*** SELECTED PASSAGE

Other Shuls, Other Jews

There’s an old joke: the person to the right of me is a fanatic, and the person to the left of me is a heretic. In a neighborhood whose Jewish population has been declining for roughly a century, and where buildings to house Jewish institutions have been progressively emptied out, the narcissism of small differences bears a particular pathos. Overall MTJ remains a bastion against gestures toward change in synagogue practice, especially the expansion of women’s ritual rules. My synagogue on Stanton Street is the standard-bearer for those changes on the Lower East Side. Some at MTJ seem to be bothered by this, others not.

One evening early in my kollel year, as I was heading out, one of the regulars wished me a good night, and asked whether I live in Brooklyn.

“No, here, on Third Street.”

“Third Street?  You got [the] Stanton Street [Shul] and Chasam Sopher there.”

“Yeah, we go to Stanton Street.”

“Oh, I know the baal koyre [Torah reader] there, he’s very good.”

On the other hand, a few days earlier, we had entered the library one morning to find a smaller group gathered for the Rosh Yeshiva’s shiur than usual, perhaps because of the traffic occasioned by the victory parade for the Super Bowl winner Giants downtown. As we were waiting for the Rosh Yeshiva to come in, Asher addressed me directly, but not quite privately:  “I saw posters up for the Stanton . . . they have a women’s minyan?”

“Yeah, a few times a year.”

“Who layens [reads the Torah]?”

“There are several women who know how.”

“There’s a rabbi there?”

“The rabbi’s upstairs, but of course he approved it.”

After a pause, Asher responded: “That’s one thing they never had on the East Side, is a Conservative or Reform shul.” These more liberal denominations have been far more willing than Orthodox synagogues to grant women equal ritual roles. Whether he meant further to imply that the changes I was attesting to at Stanton Street actually constitute evidence of a slide toward non-Orthodoxy, I cannot say.

Too Religious?

Yisroel Ruven, for one, feels free to poke at tendencies toward a farfrumt, overly restrictive, version of contemporary Orthodox Judaism. One day it came up that Rabbi Pinsker’s wife doesn’t sit with him at the same table when they eat.  “What, you don’t even sit with your wife in the house?” responded Yisroel Ruven with open incredulity. “That’s crazy!”

Another time I heard Yisroel Ruven complain about the spreading practice, under the influence of contemporary Hasidism, of separate seating for men and women at communal events. He took the occasion to recall the funeral of the deeply-beloved previous Mashgiach, whom I had known in the 1980s: “At the Mashgiach’s funeral, they stretched out the curtain [in the beis medresh] that separates the women’s section over there. Rabbi Nobel put it back up, and said, ‘This is not our minhag [custom]!’” Yet, he continued, at a bris (circumcision) celebrated downstairs in the lunchroom just recently, the men and women had sat separately.

******

## TASK LIST
**1)** Reproduce a portion of the Lower East Side synagogue essay verbatim: begin at the words "There’s an old" and stop after "this, others not.".
**2)** Write what follows the final sentence of the Lower East Side synagogue essay, carrying it forward in the same voice.

*** DATASET CONTENT

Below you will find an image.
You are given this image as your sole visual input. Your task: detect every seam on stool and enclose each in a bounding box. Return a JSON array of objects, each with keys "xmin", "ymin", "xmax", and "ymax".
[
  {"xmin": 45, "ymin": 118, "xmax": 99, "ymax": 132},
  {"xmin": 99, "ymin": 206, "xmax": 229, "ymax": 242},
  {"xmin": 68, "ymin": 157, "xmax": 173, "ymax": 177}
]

******

## SOLVED PROBLEMS
**1)**
There’s an old joke: the person to the right of me is a fanatic, and the person to the left of me is a heretic. In a neighborhood whose Jewish population has been declining for roughly a century, and where buildings to house Jewish institutions have been progressively emptied out, the narcissism of small differences bears a particular pathos. Overall MTJ remains a bastion against gestures toward change in synagogue practice, especially the expansion of women’s ritual rules. My synagogue on Stanton Street is the standard-bearer for those changes on the Lower East Side. Some at MTJ seem to be bothered by this, others not.

**2)**
Yet another trait associated with Hasidim, and more broadly also with a greater separatism from the general culture, is belief in the efficacy of certain formulae or ritual objects to help one get what he wishes for. This belief is another of Yisroel Ruven’s targets, since in his loyalty to the ethos of the yeshiva he bristles at the influence Hasidim are perceived to have over what was once a more distinct and overtly anti-Hasidic, Lithuanian yeshiva world. One day—unprovoked by anything that I could determine, other than the fact that it was a Tuesday—Yisroel Ruven announced, in mock solemn tones, “Rabosay, 160 years ago Reb Mendel of Rimenev announced that anyone who says [a certain Psalm] on Tuesday will become rich. And if he doesn’t become rich,” added Yisroel Ruven as his own commentary, “at least he’ll be a baal betochen” (a true believer).

Rabbi Pinsker responded: “It can’t hurt, can it?”

And Yisroel Ruven insisted, “It’s a waste of time!” Citing authority in support of his implicit claim that such beliefs in what might be termed superstitious or magical techniques is a deviation from true Judaism, Yisroel Ruven added: “As the Rosh Yeshiva says [disparagingly], am segulos”—a people of amulets, a takeoff of the phrase am segula, which is generally but problematically glossed as “chosen people.”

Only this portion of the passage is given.